GOAL:
Copy every one of the entries below word for word, leaving nothing out.

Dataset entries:

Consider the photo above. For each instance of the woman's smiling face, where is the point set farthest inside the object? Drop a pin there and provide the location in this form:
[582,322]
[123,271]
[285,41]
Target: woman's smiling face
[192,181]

EXERCISE OUTPUT:
Consider the photo above. For each instance of the woman's smiling face, where is the point set farthest inside the object? Drop a pin there and provide the location in this form:
[582,322]
[123,271]
[285,41]
Target: woman's smiling face
[192,181]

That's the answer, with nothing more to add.